[Stored items]
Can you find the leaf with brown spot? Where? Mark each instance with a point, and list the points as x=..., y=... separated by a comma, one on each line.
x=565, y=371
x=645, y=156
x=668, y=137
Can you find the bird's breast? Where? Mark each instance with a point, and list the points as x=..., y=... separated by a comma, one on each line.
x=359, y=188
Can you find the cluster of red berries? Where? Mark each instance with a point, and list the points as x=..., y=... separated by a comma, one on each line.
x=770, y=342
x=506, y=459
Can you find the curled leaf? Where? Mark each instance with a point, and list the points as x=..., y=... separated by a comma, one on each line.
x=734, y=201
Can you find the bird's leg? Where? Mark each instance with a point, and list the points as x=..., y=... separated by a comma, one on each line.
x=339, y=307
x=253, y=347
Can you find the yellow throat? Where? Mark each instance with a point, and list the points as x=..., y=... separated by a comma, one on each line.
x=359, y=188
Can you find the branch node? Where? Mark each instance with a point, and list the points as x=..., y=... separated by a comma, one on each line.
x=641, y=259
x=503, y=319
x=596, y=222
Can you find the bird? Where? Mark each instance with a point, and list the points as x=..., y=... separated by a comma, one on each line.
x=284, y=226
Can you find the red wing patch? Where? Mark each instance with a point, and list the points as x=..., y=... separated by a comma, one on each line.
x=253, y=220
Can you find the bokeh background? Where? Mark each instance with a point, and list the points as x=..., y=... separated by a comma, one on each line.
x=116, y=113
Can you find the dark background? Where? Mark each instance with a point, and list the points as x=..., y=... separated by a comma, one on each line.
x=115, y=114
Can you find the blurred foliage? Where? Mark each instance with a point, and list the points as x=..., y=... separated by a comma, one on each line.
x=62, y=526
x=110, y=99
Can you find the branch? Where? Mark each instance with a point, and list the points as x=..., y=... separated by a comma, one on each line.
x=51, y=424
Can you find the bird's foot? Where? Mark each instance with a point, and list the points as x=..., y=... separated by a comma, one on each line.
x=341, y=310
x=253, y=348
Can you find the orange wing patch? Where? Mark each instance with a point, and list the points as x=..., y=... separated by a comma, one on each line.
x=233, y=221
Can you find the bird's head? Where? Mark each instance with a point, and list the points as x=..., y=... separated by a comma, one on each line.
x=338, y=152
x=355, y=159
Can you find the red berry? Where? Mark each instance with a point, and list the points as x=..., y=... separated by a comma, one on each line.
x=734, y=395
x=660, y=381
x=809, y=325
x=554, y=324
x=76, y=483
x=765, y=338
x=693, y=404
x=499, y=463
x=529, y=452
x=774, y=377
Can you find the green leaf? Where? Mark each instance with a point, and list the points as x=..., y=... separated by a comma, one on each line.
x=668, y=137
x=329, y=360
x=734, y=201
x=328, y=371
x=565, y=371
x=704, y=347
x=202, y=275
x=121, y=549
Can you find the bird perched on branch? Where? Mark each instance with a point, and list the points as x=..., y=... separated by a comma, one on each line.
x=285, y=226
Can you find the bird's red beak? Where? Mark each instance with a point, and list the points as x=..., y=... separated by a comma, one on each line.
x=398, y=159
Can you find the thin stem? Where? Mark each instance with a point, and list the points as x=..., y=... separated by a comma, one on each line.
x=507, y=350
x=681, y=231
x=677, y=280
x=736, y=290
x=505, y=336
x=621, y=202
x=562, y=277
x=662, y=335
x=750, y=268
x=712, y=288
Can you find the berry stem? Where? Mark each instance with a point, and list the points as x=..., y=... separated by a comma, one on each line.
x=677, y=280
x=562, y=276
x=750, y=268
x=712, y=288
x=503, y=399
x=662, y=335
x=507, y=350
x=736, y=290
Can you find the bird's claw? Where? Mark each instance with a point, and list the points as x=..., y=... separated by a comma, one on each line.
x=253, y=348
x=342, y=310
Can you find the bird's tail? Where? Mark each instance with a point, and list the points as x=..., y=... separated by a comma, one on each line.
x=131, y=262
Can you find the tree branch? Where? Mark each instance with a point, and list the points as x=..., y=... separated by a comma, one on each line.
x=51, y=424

→ **REQUIREMENT**
Copy every line above once more, precisely as it reads.

→ **RESPONSE**
Can you find the leaf with brown spot? Where? Mark each instance with a point, and list the points as x=..., y=... separated by a comma, one on each line.
x=565, y=371
x=645, y=156
x=668, y=137
Can you find the bird's breast? Where? Mark each instance with a point, and list the points as x=..., y=... separated by a comma, one on each line.
x=359, y=188
Can you find the cluster of red berries? Where? Mark each instance with a point, and list the points as x=..., y=... separated by a comma, one on each line.
x=770, y=342
x=506, y=459
Can you find the curled leaf? Where? Mark each instance with a point, and list the points as x=..., y=... separated by a comma, one on each line.
x=734, y=201
Can you find the bird's leg? Where? Mark each instance with a point, and list the points as x=..., y=... separated by a comma, one on each line.
x=339, y=307
x=253, y=347
Can you find the yellow throat? Where? Mark each instance with a point, and list the points as x=..., y=... separated by a comma, one on each line.
x=359, y=188
Can you find the branch node? Where? Mark each instance with a point, and list the points as x=..., y=... separated by a comma, one on each line.
x=641, y=259
x=503, y=319
x=596, y=222
Can you find the bird? Where? Mark each instance with a point, and list the points as x=..., y=... separated by a comma, one on each line.
x=284, y=226
Can you find the red wing patch? Where? Mark each instance with a point, and list the points as x=..., y=... separated by a comma, one on each line.
x=253, y=220
Can you find the bokeh background? Where? Mark each instance with a point, and list the points as x=..., y=... separated by a comma, one on each line.
x=116, y=113
Can you find the dark background? Where? Mark each instance with a point, and list the points as x=..., y=... separated by a comma, one on each line.
x=115, y=114
Can you find the blurred foliage? Where? Mark each instance with a point, and list the points as x=..., y=... separated by a comma, one on each line.
x=62, y=526
x=110, y=99
Can you find the branch? Where? Mark each instance with a point, and list the points as x=..., y=... separated by a comma, one on each line.
x=51, y=424
Can you find the bird's foot? Where? Mark each instance with a point, and list the points as x=..., y=... separated by a comma, one on each line.
x=341, y=310
x=253, y=348
Can you find the orange wing patch? Where? Mark each instance with a point, and list the points as x=..., y=... separated by a comma, one on each line.
x=233, y=221
Can you find the bird's head? Where? Mark each instance with a point, and list the points as x=..., y=... separated by a comma, one on each line.
x=338, y=152
x=355, y=159
Can you find the red berry? Where? Mark each instance with a point, and list the points as x=..., y=... separated by a comma, one on each line.
x=734, y=395
x=660, y=381
x=809, y=325
x=554, y=324
x=76, y=483
x=765, y=338
x=693, y=404
x=499, y=463
x=529, y=452
x=774, y=377
Can you find the green leaf? Where? Mark each instance with a point, and list the points as x=..., y=... separated by a comma, one on each line.
x=668, y=137
x=329, y=360
x=734, y=201
x=328, y=371
x=565, y=371
x=704, y=347
x=202, y=275
x=121, y=549
Can you find the bird perched on branch? Where? Mark each instance with a point, and list the points as x=..., y=... separated by a comma, one on each line.
x=285, y=226
Can you find the bird's red beak? Where? Mark each instance with a point, and list the points as x=..., y=... separated by a comma, one on each line.
x=398, y=159
Can you find the thin stem? Where? Mark each instance with a point, and list the points as x=..., y=... separated by a comma, one on each line.
x=507, y=350
x=681, y=231
x=677, y=280
x=736, y=290
x=505, y=336
x=621, y=202
x=562, y=277
x=662, y=335
x=750, y=268
x=712, y=288
Can you find the berry stem? Where? Mark each instance with a point, and list the points as x=..., y=... separated by a comma, one on each line.
x=677, y=280
x=562, y=276
x=750, y=268
x=712, y=288
x=503, y=399
x=662, y=335
x=507, y=350
x=736, y=290
Can you find the bird's claw? Where? Mark each instance with a point, and list the points as x=..., y=... separated by a comma, one on each line.
x=253, y=348
x=342, y=310
Can you find the bird's tail? Where? Mark each instance with a point, and list the points as x=..., y=... separated by a comma, one on each line.
x=131, y=262
Can you find the tree branch? Where? Mark each instance with a point, and list the points as x=..., y=... separated by a comma, one on each line.
x=51, y=424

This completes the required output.